* **TASK INSTRUCTIONS**: Could you recast the listing below as a Markdown table with the columns "No." and "Entry," giving each line its own numbered row and leaving out any blank lines?

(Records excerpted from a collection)
_ _ _

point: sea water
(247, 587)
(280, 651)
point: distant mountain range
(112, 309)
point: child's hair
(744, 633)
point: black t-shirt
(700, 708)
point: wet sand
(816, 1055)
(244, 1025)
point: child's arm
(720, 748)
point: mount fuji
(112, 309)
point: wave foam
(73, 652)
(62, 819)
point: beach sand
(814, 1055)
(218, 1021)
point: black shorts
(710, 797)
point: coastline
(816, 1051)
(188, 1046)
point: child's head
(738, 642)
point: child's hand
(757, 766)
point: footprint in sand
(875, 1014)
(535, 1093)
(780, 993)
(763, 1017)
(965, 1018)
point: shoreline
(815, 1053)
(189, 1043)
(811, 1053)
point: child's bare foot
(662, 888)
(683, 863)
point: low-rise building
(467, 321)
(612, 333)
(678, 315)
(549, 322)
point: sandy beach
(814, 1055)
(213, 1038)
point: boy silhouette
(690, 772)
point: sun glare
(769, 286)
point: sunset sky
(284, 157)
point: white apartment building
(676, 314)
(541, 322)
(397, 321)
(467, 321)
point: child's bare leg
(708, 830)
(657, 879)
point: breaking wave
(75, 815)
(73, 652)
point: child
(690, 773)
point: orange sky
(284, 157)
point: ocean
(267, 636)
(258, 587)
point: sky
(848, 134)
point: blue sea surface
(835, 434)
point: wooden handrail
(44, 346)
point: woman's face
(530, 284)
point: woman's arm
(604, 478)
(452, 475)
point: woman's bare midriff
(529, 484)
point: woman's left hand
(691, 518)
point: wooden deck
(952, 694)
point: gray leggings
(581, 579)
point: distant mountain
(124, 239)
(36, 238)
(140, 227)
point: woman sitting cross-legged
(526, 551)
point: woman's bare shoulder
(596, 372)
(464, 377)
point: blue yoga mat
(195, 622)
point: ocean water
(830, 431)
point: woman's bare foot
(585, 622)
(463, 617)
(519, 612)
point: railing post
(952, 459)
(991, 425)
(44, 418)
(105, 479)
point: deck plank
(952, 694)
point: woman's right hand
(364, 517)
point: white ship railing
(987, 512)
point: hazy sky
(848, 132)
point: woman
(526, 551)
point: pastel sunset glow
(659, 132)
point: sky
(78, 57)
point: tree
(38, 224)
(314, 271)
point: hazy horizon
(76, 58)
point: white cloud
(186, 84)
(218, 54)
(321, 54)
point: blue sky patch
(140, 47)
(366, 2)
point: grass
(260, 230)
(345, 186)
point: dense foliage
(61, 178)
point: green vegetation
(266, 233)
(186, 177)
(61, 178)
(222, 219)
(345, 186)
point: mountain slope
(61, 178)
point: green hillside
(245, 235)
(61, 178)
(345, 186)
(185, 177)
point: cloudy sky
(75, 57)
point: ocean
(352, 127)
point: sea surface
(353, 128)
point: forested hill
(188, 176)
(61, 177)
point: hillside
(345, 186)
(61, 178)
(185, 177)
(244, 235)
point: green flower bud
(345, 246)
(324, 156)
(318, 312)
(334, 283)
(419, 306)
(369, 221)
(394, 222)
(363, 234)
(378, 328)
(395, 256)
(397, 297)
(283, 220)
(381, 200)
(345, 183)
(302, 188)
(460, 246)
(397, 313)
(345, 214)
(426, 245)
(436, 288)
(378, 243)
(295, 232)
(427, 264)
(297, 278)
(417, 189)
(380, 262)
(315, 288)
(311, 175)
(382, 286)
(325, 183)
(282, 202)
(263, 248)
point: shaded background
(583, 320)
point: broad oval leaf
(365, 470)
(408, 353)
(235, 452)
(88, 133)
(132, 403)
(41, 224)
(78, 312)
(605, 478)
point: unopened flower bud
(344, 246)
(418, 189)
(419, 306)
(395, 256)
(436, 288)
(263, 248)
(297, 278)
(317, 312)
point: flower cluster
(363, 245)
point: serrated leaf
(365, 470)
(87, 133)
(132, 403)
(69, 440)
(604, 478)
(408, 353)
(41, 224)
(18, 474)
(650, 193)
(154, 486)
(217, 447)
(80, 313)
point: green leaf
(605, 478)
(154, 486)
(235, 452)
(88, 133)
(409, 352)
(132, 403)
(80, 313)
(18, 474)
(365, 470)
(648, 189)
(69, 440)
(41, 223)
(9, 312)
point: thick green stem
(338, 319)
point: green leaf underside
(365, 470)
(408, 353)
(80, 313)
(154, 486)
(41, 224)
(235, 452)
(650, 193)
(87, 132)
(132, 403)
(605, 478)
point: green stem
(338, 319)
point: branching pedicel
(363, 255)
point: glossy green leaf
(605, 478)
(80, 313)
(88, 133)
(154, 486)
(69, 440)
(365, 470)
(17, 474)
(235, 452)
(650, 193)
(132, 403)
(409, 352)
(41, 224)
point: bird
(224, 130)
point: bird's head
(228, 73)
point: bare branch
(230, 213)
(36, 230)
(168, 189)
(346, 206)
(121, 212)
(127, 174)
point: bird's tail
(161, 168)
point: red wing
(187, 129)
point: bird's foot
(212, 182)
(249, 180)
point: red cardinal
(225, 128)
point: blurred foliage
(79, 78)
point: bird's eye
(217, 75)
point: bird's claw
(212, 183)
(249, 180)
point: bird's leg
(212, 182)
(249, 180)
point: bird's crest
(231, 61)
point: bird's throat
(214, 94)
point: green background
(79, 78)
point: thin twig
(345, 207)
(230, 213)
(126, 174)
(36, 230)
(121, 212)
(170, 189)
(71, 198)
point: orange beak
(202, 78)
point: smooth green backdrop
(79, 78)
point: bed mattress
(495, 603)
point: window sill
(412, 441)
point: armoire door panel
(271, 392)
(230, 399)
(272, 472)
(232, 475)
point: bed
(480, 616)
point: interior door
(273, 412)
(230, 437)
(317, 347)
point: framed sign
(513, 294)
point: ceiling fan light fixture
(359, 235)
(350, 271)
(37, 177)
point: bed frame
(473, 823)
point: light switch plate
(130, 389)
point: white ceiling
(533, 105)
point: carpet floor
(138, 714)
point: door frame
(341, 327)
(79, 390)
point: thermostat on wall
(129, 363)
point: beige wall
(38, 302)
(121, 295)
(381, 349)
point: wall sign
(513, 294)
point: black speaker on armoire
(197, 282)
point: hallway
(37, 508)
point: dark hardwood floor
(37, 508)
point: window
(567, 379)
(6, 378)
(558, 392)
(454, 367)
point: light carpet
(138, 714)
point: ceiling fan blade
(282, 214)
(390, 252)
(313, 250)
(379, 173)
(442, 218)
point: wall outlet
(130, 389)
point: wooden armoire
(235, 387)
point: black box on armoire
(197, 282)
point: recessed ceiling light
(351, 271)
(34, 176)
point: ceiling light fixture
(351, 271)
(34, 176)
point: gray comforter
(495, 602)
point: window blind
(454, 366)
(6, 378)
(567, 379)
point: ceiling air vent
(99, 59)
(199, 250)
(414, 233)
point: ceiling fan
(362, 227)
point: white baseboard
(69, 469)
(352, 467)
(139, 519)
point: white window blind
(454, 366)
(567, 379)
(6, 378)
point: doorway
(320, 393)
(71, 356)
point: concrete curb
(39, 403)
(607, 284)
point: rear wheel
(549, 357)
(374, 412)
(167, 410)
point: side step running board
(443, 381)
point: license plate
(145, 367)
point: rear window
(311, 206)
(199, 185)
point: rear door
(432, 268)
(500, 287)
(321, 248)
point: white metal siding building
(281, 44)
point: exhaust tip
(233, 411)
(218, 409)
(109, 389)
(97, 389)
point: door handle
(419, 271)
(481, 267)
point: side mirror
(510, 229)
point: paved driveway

_ _ _

* **RESULT OF THIS TASK**:
| No. | Entry |
|---|---|
| 1 | point: sea water |
| 2 | (247, 587) |
| 3 | (280, 651) |
| 4 | point: distant mountain range |
| 5 | (112, 309) |
| 6 | point: child's hair |
| 7 | (744, 633) |
| 8 | point: black t-shirt |
| 9 | (700, 708) |
| 10 | point: wet sand |
| 11 | (816, 1055) |
| 12 | (244, 1025) |
| 13 | point: child's arm |
| 14 | (720, 748) |
| 15 | point: mount fuji |
| 16 | (112, 309) |
| 17 | point: wave foam |
| 18 | (73, 652) |
| 19 | (62, 819) |
| 20 | point: beach sand |
| 21 | (814, 1055) |
| 22 | (218, 1021) |
| 23 | point: black shorts |
| 24 | (710, 797) |
| 25 | point: coastline |
| 26 | (816, 1051) |
| 27 | (188, 1046) |
| 28 | point: child's head |
| 29 | (738, 642) |
| 30 | point: child's hand |
| 31 | (757, 766) |
| 32 | point: footprint in sand |
| 33 | (875, 1014) |
| 34 | (535, 1093) |
| 35 | (780, 993) |
| 36 | (763, 1017) |
| 37 | (965, 1018) |
| 38 | point: shoreline |
| 39 | (815, 1053) |
| 40 | (189, 1043) |
| 41 | (811, 1053) |
| 42 | point: child's bare foot |
| 43 | (662, 888) |
| 44 | (683, 863) |
| 45 | point: low-rise building |
| 46 | (467, 321) |
| 47 | (612, 333) |
| 48 | (678, 315) |
| 49 | (549, 322) |
| 50 | point: sandy beach |
| 51 | (814, 1055) |
| 52 | (213, 1038) |
| 53 | point: boy silhouette |
| 54 | (690, 772) |
| 55 | point: sun glare |
| 56 | (769, 286) |
| 57 | point: sunset sky |
| 58 | (284, 157) |
| 59 | point: white apartment building |
| 60 | (676, 314) |
| 61 | (541, 322) |
| 62 | (397, 321) |
| 63 | (467, 321) |
| 64 | point: child's bare leg |
| 65 | (708, 830) |
| 66 | (657, 879) |
| 67 | point: breaking wave |
| 68 | (75, 815) |
| 69 | (73, 652) |
| 70 | point: child |
| 71 | (690, 773) |
| 72 | point: orange sky |
| 73 | (284, 157) |
| 74 | point: ocean |
| 75 | (267, 636) |
| 76 | (258, 587) |
| 77 | point: sky |
| 78 | (848, 134) |
| 79 | point: blue sea surface |
| 80 | (835, 434) |
| 81 | point: wooden handrail |
| 82 | (44, 346) |
| 83 | point: woman's face |
| 84 | (530, 284) |
| 85 | point: woman's arm |
| 86 | (604, 478) |
| 87 | (452, 475) |
| 88 | point: woman's bare midriff |
| 89 | (529, 484) |
| 90 | point: woman's left hand |
| 91 | (691, 518) |
| 92 | point: wooden deck |
| 93 | (952, 694) |
| 94 | point: gray leggings |
| 95 | (581, 579) |
| 96 | point: distant mountain |
| 97 | (124, 239) |
| 98 | (36, 238) |
| 99 | (140, 227) |
| 100 | point: woman sitting cross-legged |
| 101 | (526, 551) |
| 102 | point: woman's bare shoulder |
| 103 | (596, 372) |
| 104 | (464, 377) |
| 105 | point: blue yoga mat |
| 106 | (195, 622) |
| 107 | point: ocean water |
| 108 | (830, 431) |
| 109 | point: woman's bare foot |
| 110 | (585, 622) |
| 111 | (463, 617) |
| 112 | (519, 612) |
| 113 | point: railing post |
| 114 | (952, 459) |
| 115 | (991, 425) |
| 116 | (44, 418) |
| 117 | (105, 479) |
| 118 | point: deck plank |
| 119 | (952, 694) |
| 120 | point: woman's right hand |
| 121 | (364, 517) |
| 122 | point: white ship railing |
| 123 | (987, 512) |
| 124 | point: hazy sky |
| 125 | (848, 132) |
| 126 | point: woman |
| 127 | (526, 551) |
| 128 | point: pastel sunset glow |
| 129 | (659, 132) |
| 130 | point: sky |
| 131 | (78, 57) |
| 132 | point: tree |
| 133 | (38, 224) |
| 134 | (314, 271) |
| 135 | point: hazy horizon |
| 136 | (76, 58) |
| 137 | point: white cloud |
| 138 | (186, 84) |
| 139 | (218, 54) |
| 140 | (321, 54) |
| 141 | point: blue sky patch |
| 142 | (140, 47) |
| 143 | (366, 2) |
| 144 | point: grass |
| 145 | (260, 230) |
| 146 | (345, 186) |
| 147 | point: dense foliage |
| 148 | (61, 178) |
| 149 | point: green vegetation |
| 150 | (266, 233) |
| 151 | (186, 177) |
| 152 | (61, 178) |
| 153 | (222, 219) |
| 154 | (345, 186) |
| 155 | point: mountain slope |
| 156 | (61, 178) |
| 157 | point: green hillside |
| 158 | (245, 235) |
| 159 | (61, 178) |
| 160 | (345, 186) |
| 161 | (185, 177) |
| 162 | point: cloudy sky |
| 163 | (75, 57) |
| 164 | point: ocean |
| 165 | (352, 127) |
| 166 | point: sea surface |
| 167 | (353, 128) |
| 168 | point: forested hill |
| 169 | (188, 176) |
| 170 | (61, 177) |
| 171 | point: hillside |
| 172 | (345, 186) |
| 173 | (61, 178) |
| 174 | (185, 177) |
| 175 | (244, 235) |
| 176 | point: green flower bud |
| 177 | (345, 246) |
| 178 | (324, 156) |
| 179 | (318, 312) |
| 180 | (334, 283) |
| 181 | (419, 306) |
| 182 | (369, 221) |
| 183 | (394, 222) |
| 184 | (363, 234) |
| 185 | (378, 328) |
| 186 | (395, 256) |
| 187 | (397, 297) |
| 188 | (283, 220) |
| 189 | (381, 200) |
| 190 | (345, 183) |
| 191 | (302, 188) |
| 192 | (460, 246) |
| 193 | (397, 313) |
| 194 | (345, 214) |
| 195 | (426, 245) |
| 196 | (436, 288) |
| 197 | (378, 243) |
| 198 | (295, 232) |
| 199 | (427, 264) |
| 200 | (297, 278) |
| 201 | (417, 189) |
| 202 | (380, 262) |
| 203 | (315, 288) |
| 204 | (311, 175) |
| 205 | (382, 286) |
| 206 | (325, 183) |
| 207 | (282, 202) |
| 208 | (263, 248) |
| 209 | point: shaded background |
| 210 | (583, 320) |
| 211 | point: broad oval leaf |
| 212 | (365, 470) |
| 213 | (408, 353) |
| 214 | (235, 452) |
| 215 | (88, 133) |
| 216 | (132, 403) |
| 217 | (41, 224) |
| 218 | (78, 312) |
| 219 | (605, 478) |
| 220 | point: unopened flower bud |
| 221 | (344, 246) |
| 222 | (418, 189) |
| 223 | (419, 306) |
| 224 | (395, 256) |
| 225 | (436, 288) |
| 226 | (263, 248) |
| 227 | (297, 278) |
| 228 | (317, 312) |
| 229 | point: flower cluster |
| 230 | (363, 245) |
| 231 | point: serrated leaf |
| 232 | (365, 470) |
| 233 | (87, 133) |
| 234 | (132, 403) |
| 235 | (69, 440) |
| 236 | (604, 478) |
| 237 | (408, 353) |
| 238 | (41, 224) |
| 239 | (18, 474) |
| 240 | (650, 193) |
| 241 | (154, 486) |
| 242 | (217, 447) |
| 243 | (80, 313) |
| 244 | point: green leaf |
| 245 | (605, 478) |
| 246 | (154, 486) |
| 247 | (235, 452) |
| 248 | (88, 133) |
| 249 | (409, 352) |
| 250 | (132, 403) |
| 251 | (80, 313) |
| 252 | (18, 474) |
| 253 | (365, 470) |
| 254 | (648, 189) |
| 255 | (69, 440) |
| 256 | (41, 223) |
| 257 | (9, 312) |
| 258 | point: thick green stem |
| 259 | (338, 319) |
| 260 | point: green leaf underside |
| 261 | (365, 470) |
| 262 | (408, 353) |
| 263 | (80, 313) |
| 264 | (154, 486) |
| 265 | (41, 224) |
| 266 | (235, 452) |
| 267 | (650, 193) |
| 268 | (87, 132) |
| 269 | (132, 403) |
| 270 | (605, 478) |
| 271 | point: green stem |
| 272 | (338, 319) |
| 273 | point: branching pedicel |
| 274 | (363, 255) |
| 275 | point: glossy green leaf |
| 276 | (605, 478) |
| 277 | (80, 313) |
| 278 | (88, 133) |
| 279 | (154, 486) |
| 280 | (69, 440) |
| 281 | (365, 470) |
| 282 | (17, 474) |
| 283 | (235, 452) |
| 284 | (650, 193) |
| 285 | (132, 403) |
| 286 | (409, 352) |
| 287 | (41, 224) |
| 288 | point: bird |
| 289 | (224, 130) |
| 290 | point: bird's head |
| 291 | (228, 73) |
| 292 | point: bare branch |
| 293 | (230, 213) |
| 294 | (36, 230) |
| 295 | (168, 189) |
| 296 | (346, 206) |
| 297 | (121, 212) |
| 298 | (127, 174) |
| 299 | point: bird's tail |
| 300 | (161, 168) |
| 301 | point: red wing |
| 302 | (187, 129) |
| 303 | point: bird's foot |
| 304 | (212, 182) |
| 305 | (249, 180) |
| 306 | point: red cardinal |
| 307 | (225, 128) |
| 308 | point: blurred foliage |
| 309 | (79, 78) |
| 310 | point: bird's eye |
| 311 | (217, 75) |
| 312 | point: bird's claw |
| 313 | (212, 183) |
| 314 | (249, 180) |
| 315 | point: bird's leg |
| 316 | (212, 182) |
| 317 | (249, 180) |
| 318 | point: bird's crest |
| 319 | (231, 61) |
| 320 | point: bird's throat |
| 321 | (214, 94) |
| 322 | point: green background |
| 323 | (79, 78) |
| 324 | point: thin twig |
| 325 | (345, 207) |
| 326 | (230, 213) |
| 327 | (126, 174) |
| 328 | (36, 230) |
| 329 | (121, 212) |
| 330 | (170, 189) |
| 331 | (71, 198) |
| 332 | point: orange beak |
| 333 | (202, 78) |
| 334 | point: smooth green backdrop |
| 335 | (79, 78) |
| 336 | point: bed mattress |
| 337 | (495, 603) |
| 338 | point: window sill |
| 339 | (412, 441) |
| 340 | point: armoire door panel |
| 341 | (271, 392) |
| 342 | (230, 399) |
| 343 | (272, 472) |
| 344 | (232, 475) |
| 345 | point: bed |
| 346 | (480, 616) |
| 347 | point: interior door |
| 348 | (273, 412) |
| 349 | (230, 437) |
| 350 | (317, 347) |
| 351 | point: framed sign |
| 352 | (513, 294) |
| 353 | point: ceiling fan light fixture |
| 354 | (359, 235) |
| 355 | (350, 271) |
| 356 | (37, 177) |
| 357 | point: bed frame |
| 358 | (473, 823) |
| 359 | point: light switch plate |
| 360 | (130, 389) |
| 361 | point: white ceiling |
| 362 | (533, 105) |
| 363 | point: carpet floor |
| 364 | (138, 714) |
| 365 | point: door frame |
| 366 | (341, 327) |
| 367 | (79, 390) |
| 368 | point: thermostat on wall |
| 369 | (129, 363) |
| 370 | point: beige wall |
| 371 | (38, 302) |
| 372 | (121, 295) |
| 373 | (381, 349) |
| 374 | point: wall sign |
| 375 | (513, 294) |
| 376 | point: black speaker on armoire |
| 377 | (197, 282) |
| 378 | point: hallway |
| 379 | (37, 508) |
| 380 | point: dark hardwood floor |
| 381 | (37, 508) |
| 382 | point: window |
| 383 | (567, 379) |
| 384 | (6, 378) |
| 385 | (558, 392) |
| 386 | (454, 367) |
| 387 | point: light carpet |
| 388 | (138, 714) |
| 389 | point: ceiling fan blade |
| 390 | (282, 214) |
| 391 | (390, 252) |
| 392 | (313, 250) |
| 393 | (379, 173) |
| 394 | (442, 218) |
| 395 | point: wall outlet |
| 396 | (130, 389) |
| 397 | point: wooden armoire |
| 398 | (235, 387) |
| 399 | point: black box on armoire |
| 400 | (197, 282) |
| 401 | point: recessed ceiling light |
| 402 | (351, 271) |
| 403 | (34, 176) |
| 404 | point: ceiling light fixture |
| 405 | (351, 271) |
| 406 | (34, 176) |
| 407 | point: gray comforter |
| 408 | (495, 602) |
| 409 | point: window blind |
| 410 | (454, 366) |
| 411 | (6, 378) |
| 412 | (567, 379) |
| 413 | point: ceiling air vent |
| 414 | (99, 59) |
| 415 | (199, 250) |
| 416 | (414, 233) |
| 417 | point: ceiling fan |
| 418 | (362, 227) |
| 419 | point: white baseboard |
| 420 | (69, 469) |
| 421 | (352, 467) |
| 422 | (139, 519) |
| 423 | point: white window blind |
| 424 | (454, 366) |
| 425 | (567, 379) |
| 426 | (6, 378) |
| 427 | point: doorway |
| 428 | (320, 393) |
| 429 | (71, 356) |
| 430 | point: concrete curb |
| 431 | (39, 403) |
| 432 | (607, 284) |
| 433 | point: rear wheel |
| 434 | (549, 357) |
| 435 | (374, 412) |
| 436 | (167, 410) |
| 437 | point: side step running board |
| 438 | (443, 381) |
| 439 | point: license plate |
| 440 | (145, 367) |
| 441 | point: rear window |
| 442 | (311, 206) |
| 443 | (199, 185) |
| 444 | point: rear door |
| 445 | (432, 268) |
| 446 | (500, 287) |
| 447 | (321, 248) |
| 448 | point: white metal siding building |
| 449 | (281, 44) |
| 450 | point: exhaust tip |
| 451 | (233, 411) |
| 452 | (218, 409) |
| 453 | (109, 389) |
| 454 | (97, 389) |
| 455 | point: door handle |
| 456 | (419, 271) |
| 457 | (481, 267) |
| 458 | point: side mirror |
| 459 | (510, 229) |
| 460 | point: paved driveway |